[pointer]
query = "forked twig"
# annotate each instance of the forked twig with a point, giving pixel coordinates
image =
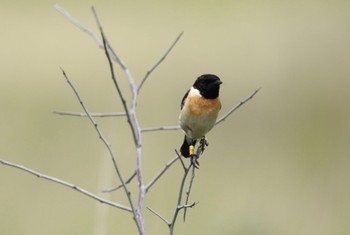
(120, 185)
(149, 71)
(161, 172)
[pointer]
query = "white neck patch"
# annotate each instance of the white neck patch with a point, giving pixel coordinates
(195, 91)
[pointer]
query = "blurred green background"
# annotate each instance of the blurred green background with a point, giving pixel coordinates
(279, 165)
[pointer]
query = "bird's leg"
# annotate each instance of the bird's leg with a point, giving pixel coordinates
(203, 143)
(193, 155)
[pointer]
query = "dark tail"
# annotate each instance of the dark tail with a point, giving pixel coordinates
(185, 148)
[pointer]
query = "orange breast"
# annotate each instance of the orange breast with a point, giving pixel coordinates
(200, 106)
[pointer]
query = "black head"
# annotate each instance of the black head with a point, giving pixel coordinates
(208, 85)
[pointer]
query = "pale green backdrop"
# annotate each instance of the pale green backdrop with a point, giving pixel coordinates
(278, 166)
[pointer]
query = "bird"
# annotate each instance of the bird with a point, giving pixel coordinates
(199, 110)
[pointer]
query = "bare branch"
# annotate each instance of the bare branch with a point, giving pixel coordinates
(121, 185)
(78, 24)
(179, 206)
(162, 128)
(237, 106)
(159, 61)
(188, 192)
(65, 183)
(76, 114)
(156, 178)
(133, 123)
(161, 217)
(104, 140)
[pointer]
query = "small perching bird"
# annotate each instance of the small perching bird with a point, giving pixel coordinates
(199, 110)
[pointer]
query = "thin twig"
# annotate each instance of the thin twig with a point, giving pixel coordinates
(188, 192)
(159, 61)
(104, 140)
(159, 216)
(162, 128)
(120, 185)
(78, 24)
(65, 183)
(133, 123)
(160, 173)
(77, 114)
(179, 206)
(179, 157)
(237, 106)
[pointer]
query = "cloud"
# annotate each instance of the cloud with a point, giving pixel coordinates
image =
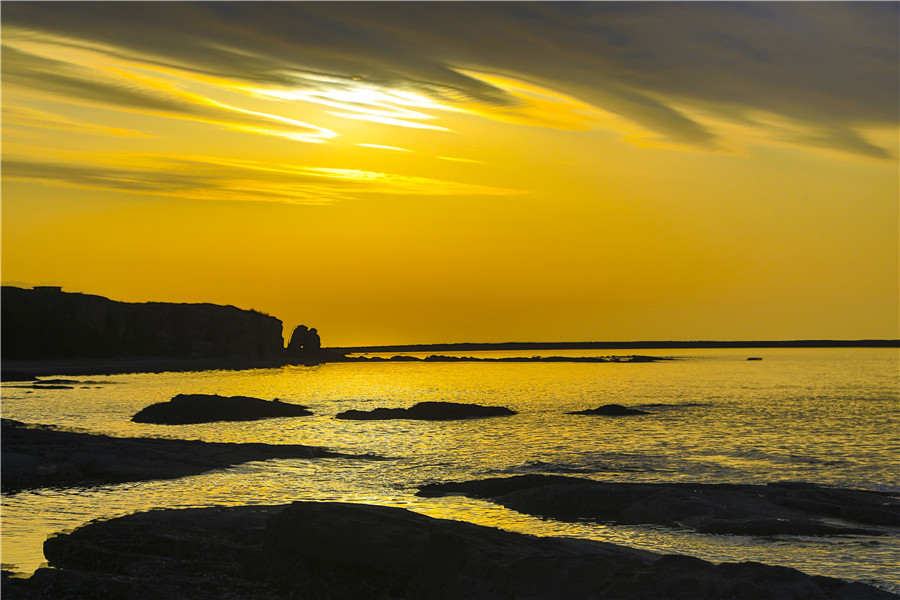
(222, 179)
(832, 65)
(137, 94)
==
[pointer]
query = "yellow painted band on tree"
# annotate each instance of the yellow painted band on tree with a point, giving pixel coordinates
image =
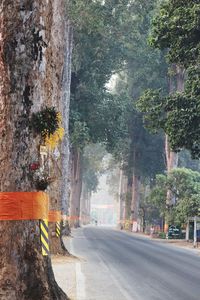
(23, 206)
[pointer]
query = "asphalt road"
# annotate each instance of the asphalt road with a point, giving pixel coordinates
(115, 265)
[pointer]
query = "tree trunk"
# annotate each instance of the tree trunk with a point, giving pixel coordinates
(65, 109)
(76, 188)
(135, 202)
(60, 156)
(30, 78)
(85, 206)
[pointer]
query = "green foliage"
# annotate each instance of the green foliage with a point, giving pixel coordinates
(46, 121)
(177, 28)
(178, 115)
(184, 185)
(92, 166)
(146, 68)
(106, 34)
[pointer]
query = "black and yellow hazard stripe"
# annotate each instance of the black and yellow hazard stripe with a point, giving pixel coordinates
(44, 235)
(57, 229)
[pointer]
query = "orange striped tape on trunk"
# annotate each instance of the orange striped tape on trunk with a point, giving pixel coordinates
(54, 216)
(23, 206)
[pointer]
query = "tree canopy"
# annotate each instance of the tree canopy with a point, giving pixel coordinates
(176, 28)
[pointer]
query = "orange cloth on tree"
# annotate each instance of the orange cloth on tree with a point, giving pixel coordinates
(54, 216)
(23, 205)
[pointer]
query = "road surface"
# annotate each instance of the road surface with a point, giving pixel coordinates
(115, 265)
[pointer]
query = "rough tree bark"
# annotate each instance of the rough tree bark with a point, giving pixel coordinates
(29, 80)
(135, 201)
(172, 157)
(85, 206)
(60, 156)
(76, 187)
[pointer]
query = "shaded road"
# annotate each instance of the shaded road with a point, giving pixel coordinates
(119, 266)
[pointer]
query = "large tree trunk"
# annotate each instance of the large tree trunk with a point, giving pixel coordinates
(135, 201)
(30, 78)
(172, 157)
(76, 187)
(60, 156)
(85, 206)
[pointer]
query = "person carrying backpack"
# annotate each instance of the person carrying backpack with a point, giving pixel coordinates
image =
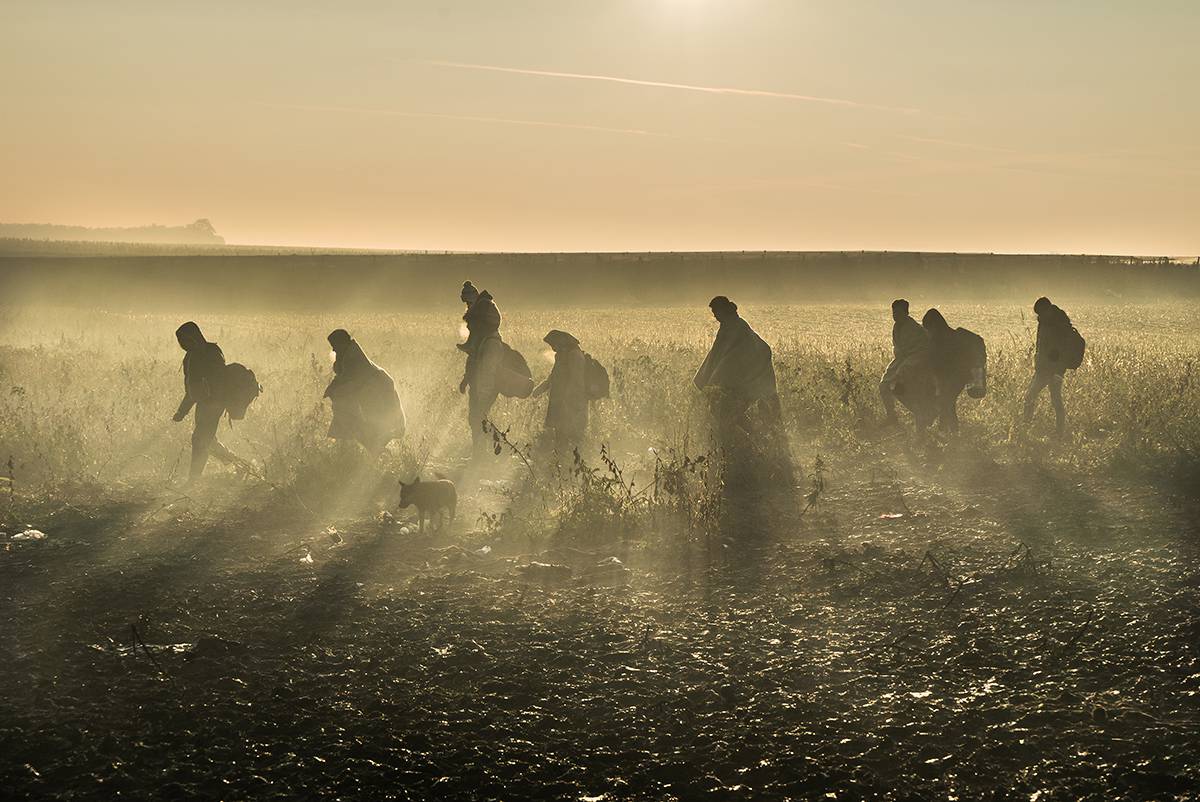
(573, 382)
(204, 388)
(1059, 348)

**Set problem**. Count how many lines in the rows above contain the string "neck", matching case exactly, and reply with only that number.

**Result of the exercise**. 2